━━━ DATA SUPPLIED

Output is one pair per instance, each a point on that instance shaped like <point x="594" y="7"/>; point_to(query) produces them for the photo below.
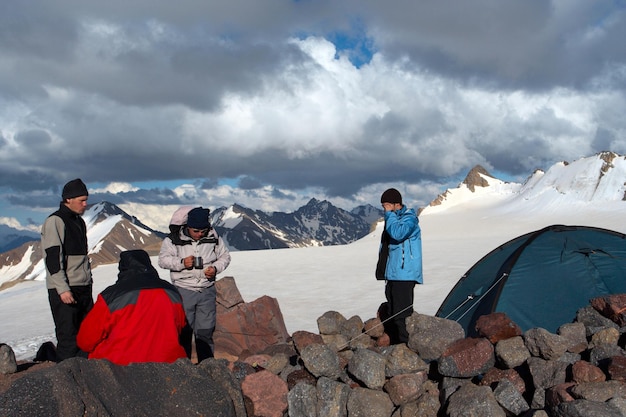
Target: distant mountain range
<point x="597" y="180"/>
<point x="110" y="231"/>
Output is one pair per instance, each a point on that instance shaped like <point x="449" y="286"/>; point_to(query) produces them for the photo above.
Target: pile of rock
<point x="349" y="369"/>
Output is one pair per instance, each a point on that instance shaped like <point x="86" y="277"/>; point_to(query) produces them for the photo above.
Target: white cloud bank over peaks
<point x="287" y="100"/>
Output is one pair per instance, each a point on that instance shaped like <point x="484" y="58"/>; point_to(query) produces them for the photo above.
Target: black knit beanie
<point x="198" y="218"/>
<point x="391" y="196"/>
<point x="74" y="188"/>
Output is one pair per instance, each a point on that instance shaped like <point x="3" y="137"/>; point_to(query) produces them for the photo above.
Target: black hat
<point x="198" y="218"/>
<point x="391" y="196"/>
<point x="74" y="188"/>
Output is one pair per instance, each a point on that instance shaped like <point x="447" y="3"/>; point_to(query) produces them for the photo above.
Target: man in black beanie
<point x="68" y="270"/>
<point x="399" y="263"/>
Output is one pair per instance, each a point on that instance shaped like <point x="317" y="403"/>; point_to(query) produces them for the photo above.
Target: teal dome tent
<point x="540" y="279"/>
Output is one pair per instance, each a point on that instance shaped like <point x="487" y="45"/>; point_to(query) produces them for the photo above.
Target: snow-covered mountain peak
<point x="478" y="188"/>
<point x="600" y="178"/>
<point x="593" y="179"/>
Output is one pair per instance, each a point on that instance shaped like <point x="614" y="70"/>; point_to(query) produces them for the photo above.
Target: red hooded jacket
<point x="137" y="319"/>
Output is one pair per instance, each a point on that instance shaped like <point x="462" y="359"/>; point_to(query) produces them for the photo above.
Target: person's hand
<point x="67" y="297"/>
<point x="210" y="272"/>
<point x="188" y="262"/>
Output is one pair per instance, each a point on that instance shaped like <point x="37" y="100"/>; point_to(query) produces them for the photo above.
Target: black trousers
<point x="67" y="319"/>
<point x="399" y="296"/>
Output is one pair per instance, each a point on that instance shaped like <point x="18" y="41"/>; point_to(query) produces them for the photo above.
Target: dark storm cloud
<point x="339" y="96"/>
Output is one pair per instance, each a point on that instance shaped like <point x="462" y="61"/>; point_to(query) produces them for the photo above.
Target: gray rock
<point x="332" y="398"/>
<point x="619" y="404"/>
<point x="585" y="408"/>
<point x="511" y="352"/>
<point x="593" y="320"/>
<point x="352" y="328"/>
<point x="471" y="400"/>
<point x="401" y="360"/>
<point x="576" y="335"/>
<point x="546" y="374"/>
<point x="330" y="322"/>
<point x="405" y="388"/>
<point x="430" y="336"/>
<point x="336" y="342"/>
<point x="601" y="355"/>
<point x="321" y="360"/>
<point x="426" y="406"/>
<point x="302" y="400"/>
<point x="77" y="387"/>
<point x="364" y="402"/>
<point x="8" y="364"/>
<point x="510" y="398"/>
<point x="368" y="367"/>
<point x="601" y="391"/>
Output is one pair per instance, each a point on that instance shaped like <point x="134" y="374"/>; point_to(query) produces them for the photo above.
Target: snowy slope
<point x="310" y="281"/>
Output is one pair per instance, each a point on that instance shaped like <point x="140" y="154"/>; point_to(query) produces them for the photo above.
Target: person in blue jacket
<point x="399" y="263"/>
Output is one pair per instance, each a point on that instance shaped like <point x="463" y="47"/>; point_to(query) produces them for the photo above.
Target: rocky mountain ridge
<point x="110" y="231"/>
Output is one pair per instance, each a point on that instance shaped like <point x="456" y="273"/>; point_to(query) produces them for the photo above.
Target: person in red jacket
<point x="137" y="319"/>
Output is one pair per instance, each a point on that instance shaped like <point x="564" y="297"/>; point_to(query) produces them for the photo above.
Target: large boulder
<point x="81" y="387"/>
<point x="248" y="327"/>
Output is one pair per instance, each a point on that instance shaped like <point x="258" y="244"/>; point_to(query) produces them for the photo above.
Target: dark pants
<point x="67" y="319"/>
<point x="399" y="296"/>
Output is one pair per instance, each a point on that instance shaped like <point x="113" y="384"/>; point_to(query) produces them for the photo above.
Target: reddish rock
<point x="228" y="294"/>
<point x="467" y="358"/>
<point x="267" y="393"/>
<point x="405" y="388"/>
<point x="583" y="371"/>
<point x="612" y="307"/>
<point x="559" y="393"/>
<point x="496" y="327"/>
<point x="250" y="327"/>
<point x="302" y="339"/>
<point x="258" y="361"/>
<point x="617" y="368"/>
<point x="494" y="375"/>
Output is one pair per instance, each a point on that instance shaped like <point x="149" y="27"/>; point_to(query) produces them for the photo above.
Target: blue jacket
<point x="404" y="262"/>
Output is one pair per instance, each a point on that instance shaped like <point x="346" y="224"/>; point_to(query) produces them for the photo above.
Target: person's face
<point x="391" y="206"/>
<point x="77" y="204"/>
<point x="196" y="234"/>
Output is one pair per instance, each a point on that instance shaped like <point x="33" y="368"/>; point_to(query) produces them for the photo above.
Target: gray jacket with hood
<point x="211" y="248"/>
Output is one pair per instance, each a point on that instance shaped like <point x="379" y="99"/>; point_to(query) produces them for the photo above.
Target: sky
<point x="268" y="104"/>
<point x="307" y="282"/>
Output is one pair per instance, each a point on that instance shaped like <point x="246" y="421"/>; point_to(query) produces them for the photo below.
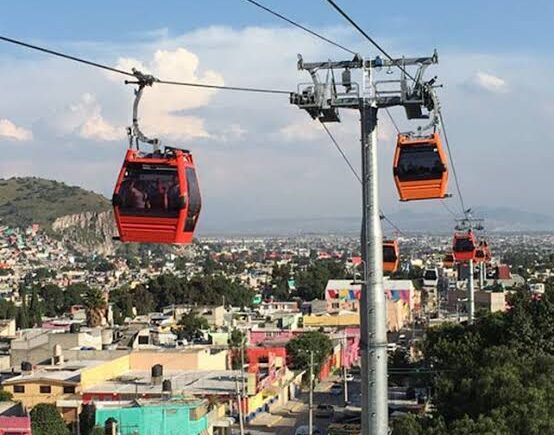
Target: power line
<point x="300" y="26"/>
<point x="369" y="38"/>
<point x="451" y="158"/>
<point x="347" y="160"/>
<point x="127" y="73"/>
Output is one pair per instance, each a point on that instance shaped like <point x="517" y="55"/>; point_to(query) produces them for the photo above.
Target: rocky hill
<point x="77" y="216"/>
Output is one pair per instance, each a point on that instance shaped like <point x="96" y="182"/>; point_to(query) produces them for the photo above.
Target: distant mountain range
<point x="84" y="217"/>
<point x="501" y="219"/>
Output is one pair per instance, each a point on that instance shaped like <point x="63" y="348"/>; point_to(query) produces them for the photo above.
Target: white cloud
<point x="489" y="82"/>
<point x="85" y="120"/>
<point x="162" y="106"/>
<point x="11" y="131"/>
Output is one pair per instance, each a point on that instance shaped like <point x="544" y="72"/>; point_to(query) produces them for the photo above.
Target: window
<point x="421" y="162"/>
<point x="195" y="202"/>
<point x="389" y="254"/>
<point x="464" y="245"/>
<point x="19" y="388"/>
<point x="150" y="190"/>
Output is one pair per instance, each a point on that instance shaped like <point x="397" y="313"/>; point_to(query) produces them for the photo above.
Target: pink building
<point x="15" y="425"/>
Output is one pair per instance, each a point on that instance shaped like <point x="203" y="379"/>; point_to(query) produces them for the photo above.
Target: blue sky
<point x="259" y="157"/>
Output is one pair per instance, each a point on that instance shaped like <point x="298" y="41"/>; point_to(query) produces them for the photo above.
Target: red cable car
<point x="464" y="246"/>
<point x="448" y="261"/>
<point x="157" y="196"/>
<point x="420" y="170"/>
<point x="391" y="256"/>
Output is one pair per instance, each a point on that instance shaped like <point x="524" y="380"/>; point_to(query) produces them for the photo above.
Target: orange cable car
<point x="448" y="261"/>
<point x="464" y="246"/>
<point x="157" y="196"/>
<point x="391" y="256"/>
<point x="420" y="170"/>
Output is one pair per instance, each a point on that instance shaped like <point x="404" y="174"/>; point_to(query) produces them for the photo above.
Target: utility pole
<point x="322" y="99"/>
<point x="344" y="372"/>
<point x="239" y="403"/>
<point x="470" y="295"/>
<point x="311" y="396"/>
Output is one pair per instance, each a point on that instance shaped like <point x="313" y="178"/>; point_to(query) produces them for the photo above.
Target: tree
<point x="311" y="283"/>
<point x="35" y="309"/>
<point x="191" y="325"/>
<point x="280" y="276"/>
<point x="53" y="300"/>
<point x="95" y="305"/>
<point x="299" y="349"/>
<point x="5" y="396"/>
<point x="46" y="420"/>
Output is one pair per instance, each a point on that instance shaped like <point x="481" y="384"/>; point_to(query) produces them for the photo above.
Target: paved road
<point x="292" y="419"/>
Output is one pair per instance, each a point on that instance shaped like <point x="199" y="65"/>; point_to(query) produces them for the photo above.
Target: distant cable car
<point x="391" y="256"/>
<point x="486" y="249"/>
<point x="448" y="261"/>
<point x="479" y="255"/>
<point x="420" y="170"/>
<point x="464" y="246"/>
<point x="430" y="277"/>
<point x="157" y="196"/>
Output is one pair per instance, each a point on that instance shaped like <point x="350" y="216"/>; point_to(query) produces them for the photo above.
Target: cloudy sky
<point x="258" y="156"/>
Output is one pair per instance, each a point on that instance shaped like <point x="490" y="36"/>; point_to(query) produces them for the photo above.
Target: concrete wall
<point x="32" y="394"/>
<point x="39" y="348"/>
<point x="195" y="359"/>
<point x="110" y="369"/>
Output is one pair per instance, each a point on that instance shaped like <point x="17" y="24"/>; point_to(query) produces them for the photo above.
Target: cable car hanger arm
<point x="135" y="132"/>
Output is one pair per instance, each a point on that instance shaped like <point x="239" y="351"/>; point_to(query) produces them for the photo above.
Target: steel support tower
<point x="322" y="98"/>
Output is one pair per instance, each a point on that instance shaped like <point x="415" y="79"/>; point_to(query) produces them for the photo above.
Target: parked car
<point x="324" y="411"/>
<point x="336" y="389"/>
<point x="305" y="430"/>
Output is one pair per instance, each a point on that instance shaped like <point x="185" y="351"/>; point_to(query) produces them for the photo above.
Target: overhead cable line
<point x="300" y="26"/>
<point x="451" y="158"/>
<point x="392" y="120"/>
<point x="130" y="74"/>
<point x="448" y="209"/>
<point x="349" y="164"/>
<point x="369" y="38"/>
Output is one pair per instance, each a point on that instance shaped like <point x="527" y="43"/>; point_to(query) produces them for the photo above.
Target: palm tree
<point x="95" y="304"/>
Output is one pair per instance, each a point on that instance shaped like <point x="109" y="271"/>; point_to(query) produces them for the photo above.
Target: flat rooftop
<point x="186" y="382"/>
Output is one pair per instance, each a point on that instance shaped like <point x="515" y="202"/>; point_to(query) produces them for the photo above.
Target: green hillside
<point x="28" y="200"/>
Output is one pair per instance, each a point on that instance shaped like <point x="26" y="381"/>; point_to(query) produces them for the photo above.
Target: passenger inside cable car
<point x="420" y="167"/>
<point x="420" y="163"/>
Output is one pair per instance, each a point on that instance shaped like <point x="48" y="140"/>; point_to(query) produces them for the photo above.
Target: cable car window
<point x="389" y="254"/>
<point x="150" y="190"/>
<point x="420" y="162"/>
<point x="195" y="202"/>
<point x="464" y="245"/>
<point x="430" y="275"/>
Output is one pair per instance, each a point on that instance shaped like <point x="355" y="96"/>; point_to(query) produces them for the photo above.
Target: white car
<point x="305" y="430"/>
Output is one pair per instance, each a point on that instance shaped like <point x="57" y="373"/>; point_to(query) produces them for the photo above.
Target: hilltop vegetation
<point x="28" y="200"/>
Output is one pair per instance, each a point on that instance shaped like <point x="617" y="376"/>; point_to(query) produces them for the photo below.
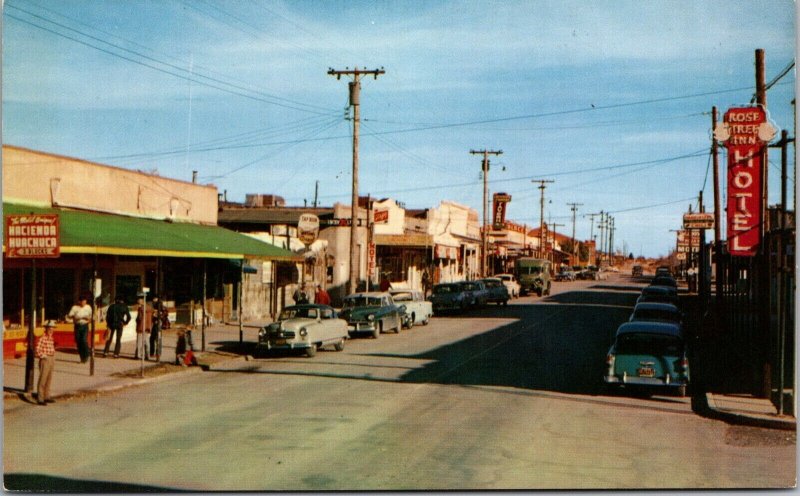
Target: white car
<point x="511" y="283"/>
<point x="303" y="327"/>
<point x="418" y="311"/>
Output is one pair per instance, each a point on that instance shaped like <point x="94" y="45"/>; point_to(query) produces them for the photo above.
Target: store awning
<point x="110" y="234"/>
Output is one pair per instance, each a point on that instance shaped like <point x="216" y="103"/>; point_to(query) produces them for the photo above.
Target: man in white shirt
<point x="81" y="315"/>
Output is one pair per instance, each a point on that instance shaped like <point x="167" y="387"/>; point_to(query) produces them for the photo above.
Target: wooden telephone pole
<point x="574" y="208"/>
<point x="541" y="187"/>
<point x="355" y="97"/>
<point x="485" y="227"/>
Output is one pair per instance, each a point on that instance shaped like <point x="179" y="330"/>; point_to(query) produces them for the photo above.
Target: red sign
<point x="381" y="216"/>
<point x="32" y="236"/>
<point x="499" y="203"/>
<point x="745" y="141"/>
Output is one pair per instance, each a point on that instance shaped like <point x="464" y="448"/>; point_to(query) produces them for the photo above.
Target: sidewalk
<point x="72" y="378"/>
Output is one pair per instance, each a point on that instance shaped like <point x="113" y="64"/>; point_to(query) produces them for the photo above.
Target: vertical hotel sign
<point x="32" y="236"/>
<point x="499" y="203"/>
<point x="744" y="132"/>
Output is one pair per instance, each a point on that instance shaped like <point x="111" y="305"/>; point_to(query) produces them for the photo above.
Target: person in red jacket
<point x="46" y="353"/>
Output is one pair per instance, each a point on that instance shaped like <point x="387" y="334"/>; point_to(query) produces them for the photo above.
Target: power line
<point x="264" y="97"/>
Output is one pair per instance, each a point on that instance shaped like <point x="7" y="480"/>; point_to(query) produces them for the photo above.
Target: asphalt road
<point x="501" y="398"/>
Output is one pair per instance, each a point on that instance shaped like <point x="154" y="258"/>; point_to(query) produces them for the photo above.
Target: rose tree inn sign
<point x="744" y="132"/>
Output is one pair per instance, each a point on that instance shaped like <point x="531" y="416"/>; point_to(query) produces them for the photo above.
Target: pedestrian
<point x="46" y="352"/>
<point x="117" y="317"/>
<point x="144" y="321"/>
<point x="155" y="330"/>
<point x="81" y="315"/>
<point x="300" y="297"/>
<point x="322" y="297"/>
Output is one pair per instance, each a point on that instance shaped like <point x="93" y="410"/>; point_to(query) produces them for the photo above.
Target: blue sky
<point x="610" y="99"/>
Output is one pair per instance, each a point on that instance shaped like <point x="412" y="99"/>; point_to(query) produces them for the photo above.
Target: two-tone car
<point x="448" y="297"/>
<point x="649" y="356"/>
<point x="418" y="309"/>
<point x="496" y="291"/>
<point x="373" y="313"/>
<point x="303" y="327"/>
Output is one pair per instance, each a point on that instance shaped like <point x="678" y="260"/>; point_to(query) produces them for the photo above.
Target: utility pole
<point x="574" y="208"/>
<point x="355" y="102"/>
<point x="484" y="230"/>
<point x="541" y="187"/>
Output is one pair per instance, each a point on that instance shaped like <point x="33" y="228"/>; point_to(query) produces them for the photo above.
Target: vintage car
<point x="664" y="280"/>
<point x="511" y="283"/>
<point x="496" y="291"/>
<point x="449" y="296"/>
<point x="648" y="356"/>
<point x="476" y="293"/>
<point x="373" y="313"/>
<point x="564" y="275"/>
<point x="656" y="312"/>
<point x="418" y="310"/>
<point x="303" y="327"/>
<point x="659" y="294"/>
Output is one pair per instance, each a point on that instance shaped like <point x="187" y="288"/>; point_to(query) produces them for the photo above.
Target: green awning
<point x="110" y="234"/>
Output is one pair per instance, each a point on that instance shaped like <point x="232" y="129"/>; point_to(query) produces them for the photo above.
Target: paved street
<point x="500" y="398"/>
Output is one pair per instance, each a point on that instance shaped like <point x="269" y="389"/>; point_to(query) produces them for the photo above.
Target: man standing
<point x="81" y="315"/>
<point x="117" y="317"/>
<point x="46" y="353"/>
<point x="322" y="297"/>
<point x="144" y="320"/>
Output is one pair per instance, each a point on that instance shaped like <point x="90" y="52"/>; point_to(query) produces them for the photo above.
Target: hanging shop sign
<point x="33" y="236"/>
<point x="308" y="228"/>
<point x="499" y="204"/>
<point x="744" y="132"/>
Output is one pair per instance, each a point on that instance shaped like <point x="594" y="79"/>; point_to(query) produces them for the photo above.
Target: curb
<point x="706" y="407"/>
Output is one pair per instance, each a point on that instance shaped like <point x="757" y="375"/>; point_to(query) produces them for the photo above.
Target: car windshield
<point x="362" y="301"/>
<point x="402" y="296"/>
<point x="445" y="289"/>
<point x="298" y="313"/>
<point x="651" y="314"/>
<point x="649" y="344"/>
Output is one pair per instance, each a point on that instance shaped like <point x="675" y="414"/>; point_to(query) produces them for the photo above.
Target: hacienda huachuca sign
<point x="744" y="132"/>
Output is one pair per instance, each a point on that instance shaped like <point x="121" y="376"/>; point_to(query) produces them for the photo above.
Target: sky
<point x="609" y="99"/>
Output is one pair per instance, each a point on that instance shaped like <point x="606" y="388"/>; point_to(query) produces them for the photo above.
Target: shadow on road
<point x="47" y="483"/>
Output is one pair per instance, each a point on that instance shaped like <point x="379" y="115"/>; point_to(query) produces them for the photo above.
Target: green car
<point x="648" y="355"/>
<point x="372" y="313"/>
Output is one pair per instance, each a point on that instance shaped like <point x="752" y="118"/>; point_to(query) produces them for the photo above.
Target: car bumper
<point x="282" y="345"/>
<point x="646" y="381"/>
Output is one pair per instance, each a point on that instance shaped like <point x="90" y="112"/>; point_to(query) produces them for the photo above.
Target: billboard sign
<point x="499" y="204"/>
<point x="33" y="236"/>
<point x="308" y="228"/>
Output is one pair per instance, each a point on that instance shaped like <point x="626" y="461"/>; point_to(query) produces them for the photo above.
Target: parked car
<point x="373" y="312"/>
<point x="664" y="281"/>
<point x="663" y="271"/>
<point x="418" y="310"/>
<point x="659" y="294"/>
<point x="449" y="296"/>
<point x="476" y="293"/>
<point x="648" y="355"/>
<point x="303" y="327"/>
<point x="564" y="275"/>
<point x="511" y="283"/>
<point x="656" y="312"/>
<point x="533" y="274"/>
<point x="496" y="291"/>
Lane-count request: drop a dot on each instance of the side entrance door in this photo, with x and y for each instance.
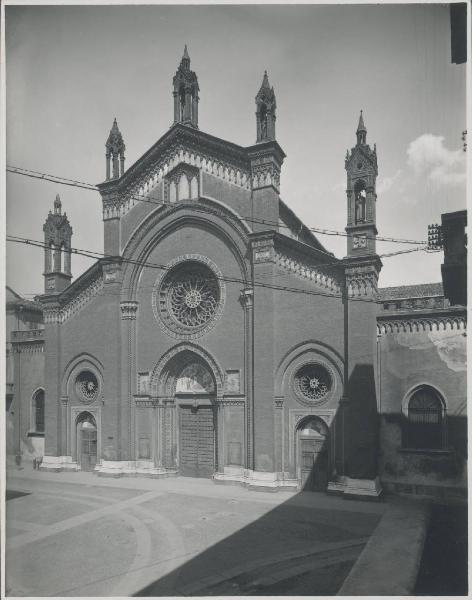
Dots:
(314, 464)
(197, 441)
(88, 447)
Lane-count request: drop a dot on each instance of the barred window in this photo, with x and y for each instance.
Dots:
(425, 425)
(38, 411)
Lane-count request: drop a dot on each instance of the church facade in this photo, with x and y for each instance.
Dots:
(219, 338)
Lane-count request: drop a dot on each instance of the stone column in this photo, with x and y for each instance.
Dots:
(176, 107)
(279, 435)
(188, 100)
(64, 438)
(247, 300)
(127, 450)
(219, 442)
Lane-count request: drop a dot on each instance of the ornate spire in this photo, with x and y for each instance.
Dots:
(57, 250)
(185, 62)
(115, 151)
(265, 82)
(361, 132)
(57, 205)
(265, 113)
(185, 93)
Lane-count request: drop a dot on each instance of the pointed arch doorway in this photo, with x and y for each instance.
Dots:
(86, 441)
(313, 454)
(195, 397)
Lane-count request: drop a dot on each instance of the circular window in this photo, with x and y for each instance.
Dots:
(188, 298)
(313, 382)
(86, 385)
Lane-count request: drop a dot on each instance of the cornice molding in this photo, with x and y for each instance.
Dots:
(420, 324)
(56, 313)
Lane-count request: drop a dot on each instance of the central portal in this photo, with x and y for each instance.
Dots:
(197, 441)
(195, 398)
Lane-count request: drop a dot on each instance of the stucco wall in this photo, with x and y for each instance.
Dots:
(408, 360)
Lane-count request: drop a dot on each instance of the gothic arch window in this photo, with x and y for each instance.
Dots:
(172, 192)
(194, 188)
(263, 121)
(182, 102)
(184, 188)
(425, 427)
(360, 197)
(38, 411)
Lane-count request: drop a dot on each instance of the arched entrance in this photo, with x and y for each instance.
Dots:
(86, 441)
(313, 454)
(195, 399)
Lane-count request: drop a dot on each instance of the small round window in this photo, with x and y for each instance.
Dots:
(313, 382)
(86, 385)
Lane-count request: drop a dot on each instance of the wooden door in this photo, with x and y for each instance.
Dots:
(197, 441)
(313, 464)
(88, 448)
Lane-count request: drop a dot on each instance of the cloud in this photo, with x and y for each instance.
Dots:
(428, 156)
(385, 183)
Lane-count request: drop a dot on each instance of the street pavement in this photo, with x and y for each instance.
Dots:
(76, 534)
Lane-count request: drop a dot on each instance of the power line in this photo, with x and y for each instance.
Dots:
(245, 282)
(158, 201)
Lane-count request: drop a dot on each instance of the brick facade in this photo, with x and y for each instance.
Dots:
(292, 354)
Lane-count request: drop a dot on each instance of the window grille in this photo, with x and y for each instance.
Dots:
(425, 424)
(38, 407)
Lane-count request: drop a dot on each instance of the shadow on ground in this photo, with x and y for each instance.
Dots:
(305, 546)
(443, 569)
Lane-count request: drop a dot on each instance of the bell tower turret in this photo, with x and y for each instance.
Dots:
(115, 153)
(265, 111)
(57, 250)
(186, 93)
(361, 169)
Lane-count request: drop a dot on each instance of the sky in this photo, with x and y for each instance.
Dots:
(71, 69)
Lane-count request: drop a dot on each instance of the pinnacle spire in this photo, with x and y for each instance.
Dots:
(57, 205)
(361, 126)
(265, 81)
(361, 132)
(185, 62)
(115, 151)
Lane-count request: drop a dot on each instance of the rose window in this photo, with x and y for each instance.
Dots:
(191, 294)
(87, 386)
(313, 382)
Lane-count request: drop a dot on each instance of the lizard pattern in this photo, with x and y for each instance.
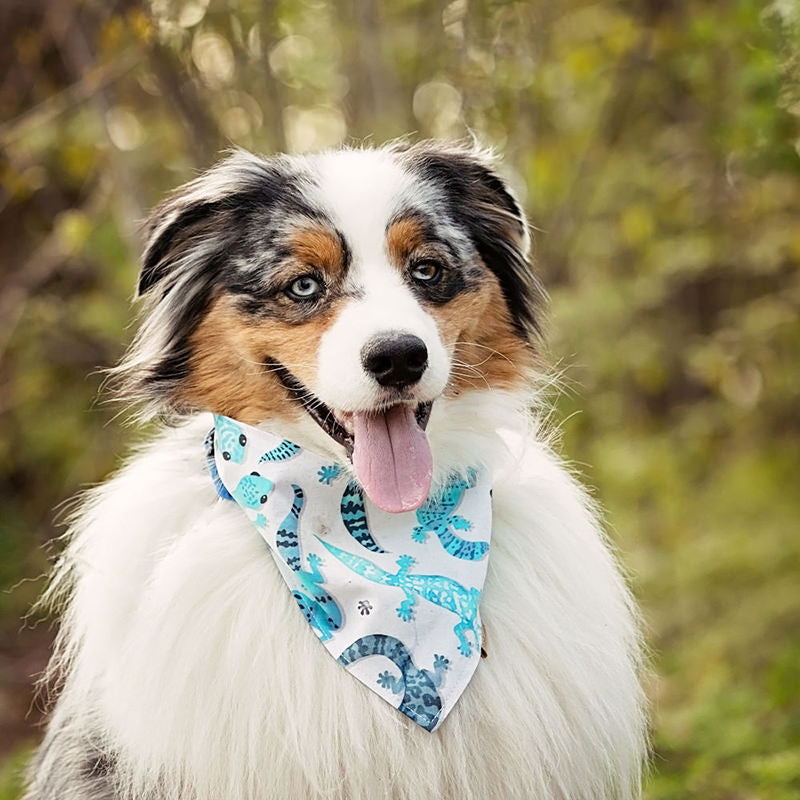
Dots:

━━━━━━

> _REQUEST_: Repeat exactly the lines from the one containing "Lane-count request: drop a dot on each instance of the power" through the last line of the records above, both included, and leave out the pictures.

> _WRITTEN ANSWER_:
Lane-count request: drop a dot on each instance of the power line in this photo, with x and y for each instance.
Dots:
(245, 282)
(158, 201)
Lane-count request: drop a dot on each instance of the brick facade in this photo, with x and y for each instance.
Dots:
(292, 354)
Lane-count request: drop a dot on each instance of the window grille in this photo, with x and y for each instance.
Dots:
(425, 424)
(38, 407)
Lane-count request: drop a dot on each instance of the shadow on ground in this photo, with x and y for each instance.
Dots:
(305, 546)
(443, 569)
Lane-count request: drop a dot on each instance of the bell tower turret in this photo, with x and y for each instance.
Dots:
(115, 153)
(265, 111)
(57, 250)
(186, 93)
(361, 169)
Lane-count request: drop a dot on each instance of the sky in this photo, with x and y for each instance.
Dots:
(71, 69)
Lane-count request: drop a dot on each instance of the pinnacle spire in this photo, with x and y for each instance.
Dots:
(57, 205)
(361, 126)
(265, 81)
(361, 132)
(185, 62)
(115, 151)
Lane-count request: drop a dot on each instance of the rose window in this photo, with x and y for each instance.
Dots:
(191, 294)
(87, 386)
(313, 382)
Lane-count request: drop a dot on each instance of the lizard pattern in this photo, with x and y for each instance.
Dots:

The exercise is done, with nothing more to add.